- Exercise goal
Write out again the lines from the line with "At your convenience, could you detect the nose" up to and including the line with "At your convenience, could you detect the tallest, thickest", exactly as they stand below, and skip any picture.

· · · ·

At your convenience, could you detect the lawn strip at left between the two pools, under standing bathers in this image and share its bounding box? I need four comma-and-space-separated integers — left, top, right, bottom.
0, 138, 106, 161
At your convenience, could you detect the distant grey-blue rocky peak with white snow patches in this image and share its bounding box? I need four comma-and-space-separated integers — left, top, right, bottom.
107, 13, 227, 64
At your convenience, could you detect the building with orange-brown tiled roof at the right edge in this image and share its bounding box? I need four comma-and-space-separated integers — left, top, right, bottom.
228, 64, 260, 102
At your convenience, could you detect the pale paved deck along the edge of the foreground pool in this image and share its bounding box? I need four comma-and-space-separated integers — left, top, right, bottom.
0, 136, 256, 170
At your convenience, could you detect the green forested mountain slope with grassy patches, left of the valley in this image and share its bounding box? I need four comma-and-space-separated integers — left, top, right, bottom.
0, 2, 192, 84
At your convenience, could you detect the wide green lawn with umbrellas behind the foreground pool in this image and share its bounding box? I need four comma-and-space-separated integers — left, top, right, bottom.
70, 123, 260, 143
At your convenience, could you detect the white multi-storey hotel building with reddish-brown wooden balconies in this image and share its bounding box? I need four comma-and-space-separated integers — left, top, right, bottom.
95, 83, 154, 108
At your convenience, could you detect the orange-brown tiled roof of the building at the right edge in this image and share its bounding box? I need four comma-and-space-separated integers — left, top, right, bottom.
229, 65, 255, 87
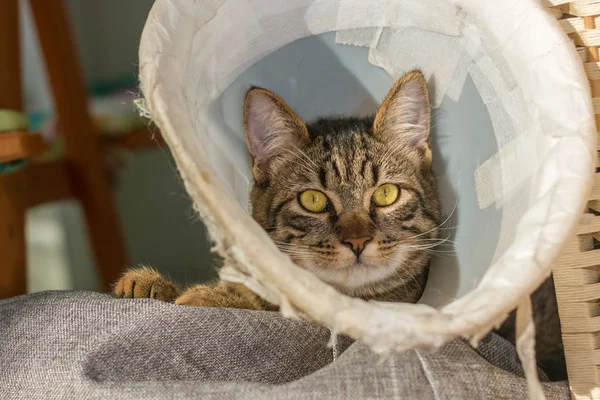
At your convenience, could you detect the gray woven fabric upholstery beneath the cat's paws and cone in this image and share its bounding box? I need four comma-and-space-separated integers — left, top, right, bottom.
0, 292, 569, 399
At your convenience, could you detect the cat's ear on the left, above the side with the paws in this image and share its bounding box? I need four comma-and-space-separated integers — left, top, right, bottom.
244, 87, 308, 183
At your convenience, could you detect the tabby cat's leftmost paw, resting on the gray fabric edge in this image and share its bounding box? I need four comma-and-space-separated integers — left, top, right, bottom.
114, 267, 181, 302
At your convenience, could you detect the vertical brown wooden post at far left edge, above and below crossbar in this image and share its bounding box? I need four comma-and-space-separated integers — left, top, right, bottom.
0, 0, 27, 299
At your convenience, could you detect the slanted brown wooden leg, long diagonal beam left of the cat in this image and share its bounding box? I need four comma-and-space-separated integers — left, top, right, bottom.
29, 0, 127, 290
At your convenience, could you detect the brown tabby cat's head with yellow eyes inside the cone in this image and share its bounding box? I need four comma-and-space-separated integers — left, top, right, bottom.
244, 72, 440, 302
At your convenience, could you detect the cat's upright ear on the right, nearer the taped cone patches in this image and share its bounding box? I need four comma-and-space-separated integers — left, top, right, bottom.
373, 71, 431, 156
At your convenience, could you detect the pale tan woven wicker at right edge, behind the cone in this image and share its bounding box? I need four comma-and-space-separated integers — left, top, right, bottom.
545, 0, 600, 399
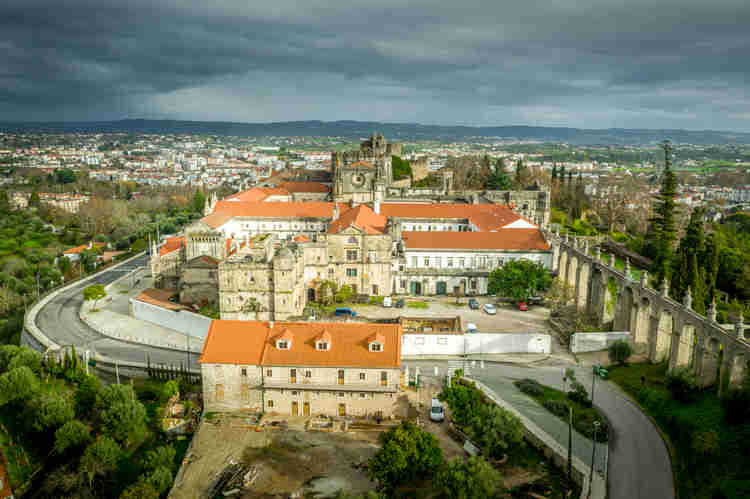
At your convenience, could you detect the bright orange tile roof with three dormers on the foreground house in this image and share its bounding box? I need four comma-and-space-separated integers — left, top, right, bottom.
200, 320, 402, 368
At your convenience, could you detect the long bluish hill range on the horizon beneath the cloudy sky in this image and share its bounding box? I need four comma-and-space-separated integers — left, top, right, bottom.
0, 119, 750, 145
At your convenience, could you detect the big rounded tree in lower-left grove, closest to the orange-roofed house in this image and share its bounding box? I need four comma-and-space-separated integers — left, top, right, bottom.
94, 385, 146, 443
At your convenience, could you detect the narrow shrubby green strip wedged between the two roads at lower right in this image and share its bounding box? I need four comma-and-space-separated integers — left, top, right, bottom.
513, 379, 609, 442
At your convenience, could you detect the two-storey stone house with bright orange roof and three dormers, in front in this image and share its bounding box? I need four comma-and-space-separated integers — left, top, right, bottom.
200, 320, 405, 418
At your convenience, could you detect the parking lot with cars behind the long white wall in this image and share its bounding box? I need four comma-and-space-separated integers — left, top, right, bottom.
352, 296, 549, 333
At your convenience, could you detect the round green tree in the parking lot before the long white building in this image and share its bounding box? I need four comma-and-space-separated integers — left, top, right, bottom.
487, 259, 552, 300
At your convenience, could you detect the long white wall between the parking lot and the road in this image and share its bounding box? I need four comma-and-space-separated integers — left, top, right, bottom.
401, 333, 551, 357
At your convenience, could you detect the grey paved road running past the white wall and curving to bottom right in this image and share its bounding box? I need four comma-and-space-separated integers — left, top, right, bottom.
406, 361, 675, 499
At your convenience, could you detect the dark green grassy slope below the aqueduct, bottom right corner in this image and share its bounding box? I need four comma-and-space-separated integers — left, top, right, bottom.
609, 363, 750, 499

· · · ·

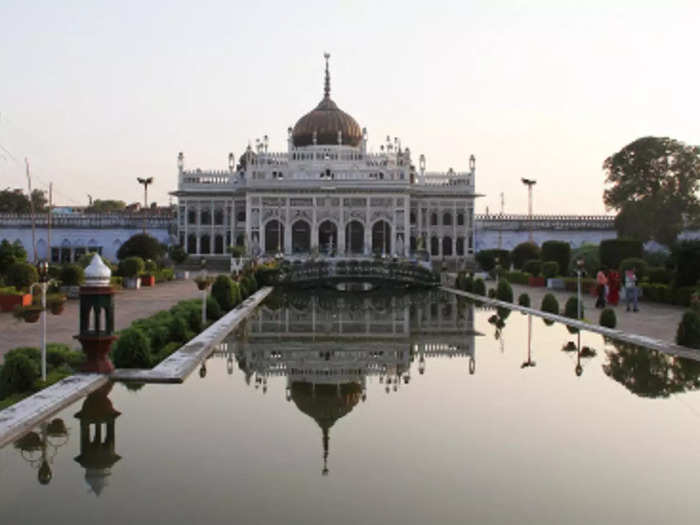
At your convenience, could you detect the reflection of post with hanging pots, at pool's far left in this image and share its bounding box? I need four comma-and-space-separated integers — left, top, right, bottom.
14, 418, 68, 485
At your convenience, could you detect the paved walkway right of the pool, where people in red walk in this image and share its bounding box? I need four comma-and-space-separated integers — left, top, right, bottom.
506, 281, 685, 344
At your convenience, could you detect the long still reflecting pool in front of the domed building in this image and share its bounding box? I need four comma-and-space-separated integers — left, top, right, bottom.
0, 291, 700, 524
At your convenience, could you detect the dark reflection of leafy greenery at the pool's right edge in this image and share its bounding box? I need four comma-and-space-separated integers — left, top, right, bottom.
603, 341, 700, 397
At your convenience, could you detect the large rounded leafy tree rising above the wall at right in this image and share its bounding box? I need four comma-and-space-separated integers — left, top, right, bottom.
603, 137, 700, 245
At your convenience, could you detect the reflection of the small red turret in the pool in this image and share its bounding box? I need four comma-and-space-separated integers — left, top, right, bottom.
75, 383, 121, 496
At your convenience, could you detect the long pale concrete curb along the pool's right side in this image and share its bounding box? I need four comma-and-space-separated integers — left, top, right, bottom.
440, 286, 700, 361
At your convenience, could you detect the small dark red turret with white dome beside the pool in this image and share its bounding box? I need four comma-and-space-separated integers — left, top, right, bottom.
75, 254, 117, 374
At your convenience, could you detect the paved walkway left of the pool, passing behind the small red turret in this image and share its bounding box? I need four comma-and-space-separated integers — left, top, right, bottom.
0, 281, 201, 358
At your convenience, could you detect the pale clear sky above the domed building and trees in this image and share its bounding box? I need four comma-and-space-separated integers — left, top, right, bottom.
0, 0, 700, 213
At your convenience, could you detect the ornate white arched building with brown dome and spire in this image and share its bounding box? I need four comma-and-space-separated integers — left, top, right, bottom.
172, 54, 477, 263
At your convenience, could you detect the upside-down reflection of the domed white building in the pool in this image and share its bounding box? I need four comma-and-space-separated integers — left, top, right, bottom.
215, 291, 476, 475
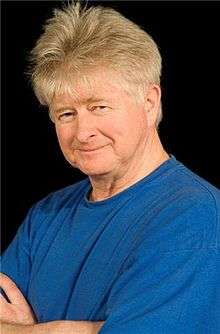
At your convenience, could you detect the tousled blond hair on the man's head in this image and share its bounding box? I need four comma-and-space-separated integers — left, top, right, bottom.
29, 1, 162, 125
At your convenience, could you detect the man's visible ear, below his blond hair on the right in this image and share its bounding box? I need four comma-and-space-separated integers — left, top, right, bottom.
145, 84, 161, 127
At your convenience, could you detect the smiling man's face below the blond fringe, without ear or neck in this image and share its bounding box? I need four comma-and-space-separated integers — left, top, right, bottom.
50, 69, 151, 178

· · · ·

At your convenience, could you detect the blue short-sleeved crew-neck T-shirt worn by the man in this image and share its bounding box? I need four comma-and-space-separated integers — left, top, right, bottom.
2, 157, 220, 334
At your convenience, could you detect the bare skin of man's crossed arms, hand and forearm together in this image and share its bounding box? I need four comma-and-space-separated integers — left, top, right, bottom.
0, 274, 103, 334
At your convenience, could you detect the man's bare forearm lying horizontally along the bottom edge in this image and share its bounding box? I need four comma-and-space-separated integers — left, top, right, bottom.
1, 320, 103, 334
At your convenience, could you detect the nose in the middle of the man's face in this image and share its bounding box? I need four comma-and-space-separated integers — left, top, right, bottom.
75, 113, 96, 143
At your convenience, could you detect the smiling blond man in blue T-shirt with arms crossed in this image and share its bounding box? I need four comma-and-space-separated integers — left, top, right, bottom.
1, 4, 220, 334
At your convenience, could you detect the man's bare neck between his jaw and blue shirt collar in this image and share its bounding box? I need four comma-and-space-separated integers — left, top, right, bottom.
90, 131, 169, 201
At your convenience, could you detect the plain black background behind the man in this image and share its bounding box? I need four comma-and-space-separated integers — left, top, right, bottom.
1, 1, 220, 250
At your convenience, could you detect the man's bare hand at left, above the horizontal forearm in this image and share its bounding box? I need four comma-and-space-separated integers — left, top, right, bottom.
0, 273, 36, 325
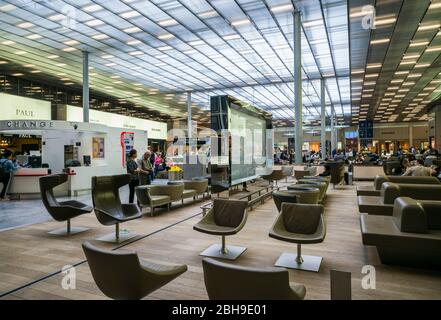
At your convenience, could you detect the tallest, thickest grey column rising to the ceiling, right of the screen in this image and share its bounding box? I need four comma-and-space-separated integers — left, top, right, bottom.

· · · ·

- Solution for this exercise
At your convenience, could you detect the nose in the middle of the man's face in this image and share its bounding box? I need four comma-and-space-separated integers — left, top, right, bottom.
75, 113, 96, 143
At your convenience, could you detect the smiling blond man in blue T-shirt with arms crossed in this image and share its bounding box? I need four comma-and-space-separated integers — left, top, right, bottom.
1, 4, 220, 334
At your convenience, could you detect the man's bare neck between his jaw and blue shirt collar in this image and share its bounding box? I need four comma-and-space-separated integers — left, top, right, bottom.
90, 131, 169, 201
At your convenience, could you detect the plain black background behind the man in this image and share its bounding box? I need four comma-and-space-separated integers — left, top, right, bottom.
1, 1, 220, 250
At your convenience, could you detect the man's bare hand at left, above the horizontal forearm in this image and share its bounding box? I need four comma-and-space-separated integers — left, top, right, bottom.
0, 273, 36, 325
At your convenience, could you detect the tallest, thickest grey column rising to the ceiling, right of the screen in this image and share its bounding box? I need four comma-and-space-separated integers — left, top, right, bottom.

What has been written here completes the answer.